**Provided material**
** START **

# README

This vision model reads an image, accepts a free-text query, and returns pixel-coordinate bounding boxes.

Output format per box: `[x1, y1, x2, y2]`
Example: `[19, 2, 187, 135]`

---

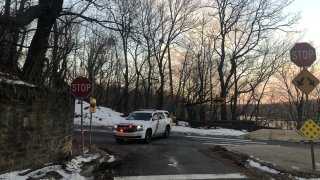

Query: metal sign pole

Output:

** END **

Show each line from the rows above that contains the word "Output".

**Exercise result**
Output format per box: `[x1, y1, x2, y2]`
Output:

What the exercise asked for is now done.